**Dataset extract**
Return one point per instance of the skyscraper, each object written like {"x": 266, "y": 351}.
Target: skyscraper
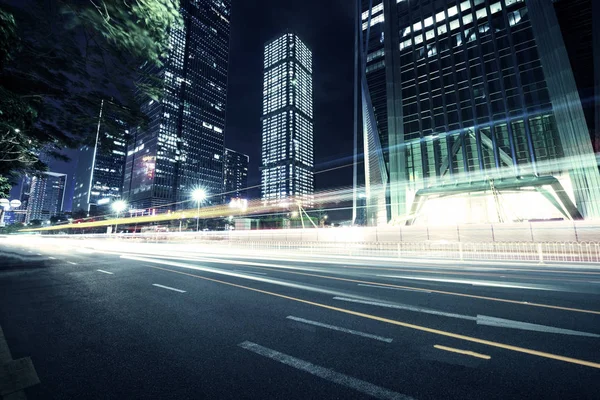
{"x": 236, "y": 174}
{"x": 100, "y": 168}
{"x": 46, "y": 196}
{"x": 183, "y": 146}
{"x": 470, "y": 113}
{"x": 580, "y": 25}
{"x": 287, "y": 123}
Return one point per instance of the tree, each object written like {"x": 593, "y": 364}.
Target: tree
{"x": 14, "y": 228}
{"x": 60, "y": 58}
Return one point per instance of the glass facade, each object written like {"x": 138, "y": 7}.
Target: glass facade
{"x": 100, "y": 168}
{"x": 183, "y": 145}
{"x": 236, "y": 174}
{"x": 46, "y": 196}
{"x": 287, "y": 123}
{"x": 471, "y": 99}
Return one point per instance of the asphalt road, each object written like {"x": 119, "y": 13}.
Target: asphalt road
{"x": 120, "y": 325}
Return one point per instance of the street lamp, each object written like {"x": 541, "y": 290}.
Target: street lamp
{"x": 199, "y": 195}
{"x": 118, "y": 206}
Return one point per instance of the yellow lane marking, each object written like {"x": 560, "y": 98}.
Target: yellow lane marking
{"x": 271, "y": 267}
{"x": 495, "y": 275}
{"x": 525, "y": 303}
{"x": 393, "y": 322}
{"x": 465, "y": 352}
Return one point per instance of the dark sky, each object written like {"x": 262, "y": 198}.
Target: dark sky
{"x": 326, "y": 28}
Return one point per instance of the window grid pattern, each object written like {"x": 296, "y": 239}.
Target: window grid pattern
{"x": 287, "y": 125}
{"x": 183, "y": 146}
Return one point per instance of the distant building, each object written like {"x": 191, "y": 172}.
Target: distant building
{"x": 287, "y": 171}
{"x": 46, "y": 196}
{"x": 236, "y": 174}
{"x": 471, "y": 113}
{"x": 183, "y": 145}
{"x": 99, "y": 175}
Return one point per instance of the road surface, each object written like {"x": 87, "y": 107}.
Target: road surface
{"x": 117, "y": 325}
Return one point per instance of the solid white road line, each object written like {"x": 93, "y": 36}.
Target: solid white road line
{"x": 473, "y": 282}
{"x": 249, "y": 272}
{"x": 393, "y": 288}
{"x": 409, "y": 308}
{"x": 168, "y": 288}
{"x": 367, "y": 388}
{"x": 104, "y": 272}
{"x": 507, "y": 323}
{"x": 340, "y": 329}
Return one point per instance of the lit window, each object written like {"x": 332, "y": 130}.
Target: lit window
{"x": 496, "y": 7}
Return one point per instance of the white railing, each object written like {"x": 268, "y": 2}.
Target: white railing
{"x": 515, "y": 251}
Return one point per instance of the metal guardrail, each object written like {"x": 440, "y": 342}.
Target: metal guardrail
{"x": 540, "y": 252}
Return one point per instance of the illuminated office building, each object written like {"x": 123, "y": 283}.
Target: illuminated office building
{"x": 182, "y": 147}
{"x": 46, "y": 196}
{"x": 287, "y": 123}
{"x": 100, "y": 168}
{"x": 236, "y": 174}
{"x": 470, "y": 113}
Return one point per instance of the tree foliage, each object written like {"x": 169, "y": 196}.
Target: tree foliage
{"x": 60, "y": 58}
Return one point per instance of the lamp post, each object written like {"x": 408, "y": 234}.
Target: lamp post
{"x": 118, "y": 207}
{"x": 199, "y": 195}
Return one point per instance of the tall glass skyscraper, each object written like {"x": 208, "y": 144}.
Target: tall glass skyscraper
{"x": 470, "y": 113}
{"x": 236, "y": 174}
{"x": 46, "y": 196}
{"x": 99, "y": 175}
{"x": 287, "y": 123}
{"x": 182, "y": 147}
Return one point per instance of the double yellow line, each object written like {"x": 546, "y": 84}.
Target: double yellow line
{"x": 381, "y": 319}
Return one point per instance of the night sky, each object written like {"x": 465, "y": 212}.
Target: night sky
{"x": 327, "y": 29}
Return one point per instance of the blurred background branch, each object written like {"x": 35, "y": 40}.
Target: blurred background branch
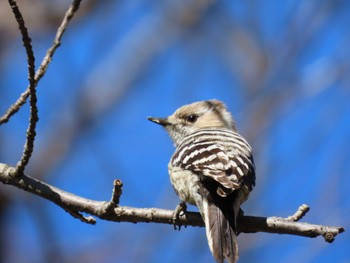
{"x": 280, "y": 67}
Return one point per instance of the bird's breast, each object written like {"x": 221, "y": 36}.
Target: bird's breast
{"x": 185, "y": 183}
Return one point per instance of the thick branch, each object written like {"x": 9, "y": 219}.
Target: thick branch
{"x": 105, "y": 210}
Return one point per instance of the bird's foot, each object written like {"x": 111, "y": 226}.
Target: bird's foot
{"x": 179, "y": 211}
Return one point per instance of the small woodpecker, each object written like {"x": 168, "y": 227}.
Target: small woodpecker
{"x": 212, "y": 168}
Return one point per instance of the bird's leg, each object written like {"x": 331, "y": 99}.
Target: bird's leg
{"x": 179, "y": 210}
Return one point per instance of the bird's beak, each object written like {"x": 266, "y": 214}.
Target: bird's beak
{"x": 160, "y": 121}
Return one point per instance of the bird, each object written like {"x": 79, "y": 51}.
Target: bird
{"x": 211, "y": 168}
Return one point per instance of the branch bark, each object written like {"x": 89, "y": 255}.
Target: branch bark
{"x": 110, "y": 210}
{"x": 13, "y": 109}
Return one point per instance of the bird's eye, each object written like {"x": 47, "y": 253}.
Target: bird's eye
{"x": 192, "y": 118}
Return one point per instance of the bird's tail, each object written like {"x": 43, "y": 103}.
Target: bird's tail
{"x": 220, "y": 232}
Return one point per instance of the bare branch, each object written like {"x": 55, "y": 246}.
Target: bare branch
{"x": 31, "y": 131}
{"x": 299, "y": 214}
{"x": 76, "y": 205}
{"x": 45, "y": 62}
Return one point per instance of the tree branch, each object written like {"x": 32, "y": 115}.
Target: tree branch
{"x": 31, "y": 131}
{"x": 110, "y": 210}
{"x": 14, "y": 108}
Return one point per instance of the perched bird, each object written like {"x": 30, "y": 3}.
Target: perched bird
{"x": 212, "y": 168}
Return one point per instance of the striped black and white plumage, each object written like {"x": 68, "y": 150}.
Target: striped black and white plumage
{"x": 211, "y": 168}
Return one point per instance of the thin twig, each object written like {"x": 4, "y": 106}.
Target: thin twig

**Exercise**
Present every line of the records above as a numbered list, with blank lines dropped and the pictures left out.

**Expected output**
1. Return one point per instance of the skyscraper, each object written like {"x": 266, "y": 351}.
2. Target: skyscraper
3. {"x": 236, "y": 174}
4. {"x": 100, "y": 168}
5. {"x": 46, "y": 196}
6. {"x": 183, "y": 146}
7. {"x": 470, "y": 113}
8. {"x": 580, "y": 25}
9. {"x": 287, "y": 123}
10. Return one point per instance of the tree, each object written like {"x": 593, "y": 364}.
11. Target: tree
12. {"x": 14, "y": 228}
13. {"x": 60, "y": 58}
14. Return one point per instance of the glass facade, each object written like {"x": 138, "y": 7}.
15. Target: glass facade
16. {"x": 100, "y": 168}
17. {"x": 183, "y": 145}
18. {"x": 236, "y": 174}
19. {"x": 46, "y": 196}
20. {"x": 287, "y": 123}
21. {"x": 471, "y": 99}
22. Return one point per instance of the asphalt road, each object written like {"x": 119, "y": 13}.
23. Target: asphalt road
24. {"x": 120, "y": 325}
25. Return one point per instance of the street lamp, each object written like {"x": 541, "y": 290}.
26. Target: street lamp
27. {"x": 199, "y": 195}
28. {"x": 118, "y": 206}
29. Return one point per instance of the yellow lane marking, each object written like {"x": 560, "y": 98}.
30. Target: yellow lane marking
31. {"x": 271, "y": 267}
32. {"x": 495, "y": 275}
33. {"x": 525, "y": 303}
34. {"x": 393, "y": 322}
35. {"x": 465, "y": 352}
36. Return one point per instance of the dark sky, each object written like {"x": 262, "y": 198}.
37. Target: dark sky
38. {"x": 326, "y": 28}
39. Return one point per instance of the window grid pattern, each object written like {"x": 296, "y": 239}.
40. Target: window grid pattern
41. {"x": 287, "y": 125}
42. {"x": 183, "y": 146}
43. Return one point per instance of the distant building, each object written like {"x": 191, "y": 172}.
44. Target: distant building
45. {"x": 287, "y": 171}
46. {"x": 46, "y": 196}
47. {"x": 236, "y": 174}
48. {"x": 471, "y": 113}
49. {"x": 183, "y": 145}
50. {"x": 99, "y": 175}
51. Return one point per instance of the road surface, each object written like {"x": 87, "y": 107}.
52. Target: road surface
53. {"x": 117, "y": 325}
54. Return one point per instance of the solid white road line, each object written like {"x": 93, "y": 36}.
55. Target: solid white road line
56. {"x": 473, "y": 282}
57. {"x": 249, "y": 272}
58. {"x": 393, "y": 288}
59. {"x": 409, "y": 308}
60. {"x": 168, "y": 288}
61. {"x": 367, "y": 388}
62. {"x": 104, "y": 272}
63. {"x": 507, "y": 323}
64. {"x": 340, "y": 329}
65. Return one point per instance of the lit window, each object written like {"x": 332, "y": 130}.
66. Target: lit window
67. {"x": 496, "y": 7}
68. Return one point per instance of the white railing, each object written like {"x": 268, "y": 2}.
69. Target: white railing
70. {"x": 515, "y": 251}
71. Return one point per instance of the metal guardrail, each object written like {"x": 440, "y": 342}.
72. Target: metal guardrail
73. {"x": 540, "y": 252}
74. Return one point per instance of the illuminated office building, each object written like {"x": 123, "y": 283}.
75. Target: illuminated office building
76. {"x": 182, "y": 147}
77. {"x": 46, "y": 196}
78. {"x": 287, "y": 123}
79. {"x": 100, "y": 168}
80. {"x": 236, "y": 174}
81. {"x": 470, "y": 113}
82. Return one point per instance of the tree foliage, each object written like {"x": 169, "y": 196}.
83. Target: tree foliage
84. {"x": 60, "y": 58}
85. Return one point per instance of the lamp post, each object written like {"x": 408, "y": 234}.
86. Target: lamp post
87. {"x": 118, "y": 207}
88. {"x": 199, "y": 195}
89. Return one point per instance of the tall glass skyscraper, each object written like {"x": 208, "y": 144}.
90. Target: tall glass skyscraper
91. {"x": 470, "y": 113}
92. {"x": 236, "y": 174}
93. {"x": 46, "y": 196}
94. {"x": 99, "y": 175}
95. {"x": 287, "y": 123}
96. {"x": 182, "y": 147}
97. Return one point per instance of the double yellow line, each object written like {"x": 546, "y": 84}.
98. Target: double yellow line
99. {"x": 381, "y": 319}
100. Return one point per instance of the night sky, each object written like {"x": 465, "y": 212}.
101. Target: night sky
102. {"x": 327, "y": 29}
103. Return one point per instance of the blurred background branch, each object written like {"x": 35, "y": 40}.
104. Target: blurred background branch
105. {"x": 280, "y": 67}
106. Return one point per instance of the bird's breast, each object written like {"x": 221, "y": 36}.
107. Target: bird's breast
108. {"x": 185, "y": 183}
109. Return one point per instance of the thick branch, each object written like {"x": 9, "y": 219}.
110. Target: thick branch
111. {"x": 105, "y": 210}
112. Return one point per instance of the bird's foot, each object written like {"x": 111, "y": 226}.
113. Target: bird's foot
114. {"x": 179, "y": 211}
115. Return one point per instance of the small woodpecker, each object written like {"x": 168, "y": 227}.
116. Target: small woodpecker
117. {"x": 212, "y": 168}
118. Return one point per instance of the bird's leg, each object written like {"x": 331, "y": 99}.
119. Target: bird's leg
120. {"x": 179, "y": 210}
121. Return one point per instance of the bird's beak, each object written like {"x": 266, "y": 214}.
122. Target: bird's beak
123. {"x": 160, "y": 121}
124. Return one point per instance of the bird, each object written like {"x": 79, "y": 51}.
125. Target: bird
126. {"x": 211, "y": 168}
127. Return one point per instance of the branch bark, each object written like {"x": 89, "y": 255}.
128. Target: branch bark
129. {"x": 110, "y": 210}
130. {"x": 13, "y": 109}
131. Return one point per instance of the bird's eye, each object written like {"x": 47, "y": 253}.
132. Target: bird's eye
133. {"x": 192, "y": 118}
134. Return one point per instance of the bird's tail, each object written like {"x": 43, "y": 103}.
135. Target: bird's tail
136. {"x": 220, "y": 232}
137. Return one point per instance of the bare branch, each object written like {"x": 55, "y": 246}.
138. Target: bare branch
139. {"x": 31, "y": 131}
140. {"x": 299, "y": 214}
141. {"x": 76, "y": 205}
142. {"x": 45, "y": 62}
143. Return one point per instance of the tree branch, each object written like {"x": 32, "y": 115}.
144. Target: tree branch
145. {"x": 31, "y": 131}
146. {"x": 110, "y": 210}
147. {"x": 14, "y": 108}
148. Return one point per instance of the perched bird, each object written like {"x": 30, "y": 3}.
149. Target: perched bird
150. {"x": 212, "y": 168}
151. Return one point per instance of the striped black and white plumage, each object written like {"x": 68, "y": 150}.
152. Target: striped black and white plumage
153. {"x": 211, "y": 168}
154. Return one point per instance of the thin twig, each object written like {"x": 4, "y": 106}.
155. Target: thin twig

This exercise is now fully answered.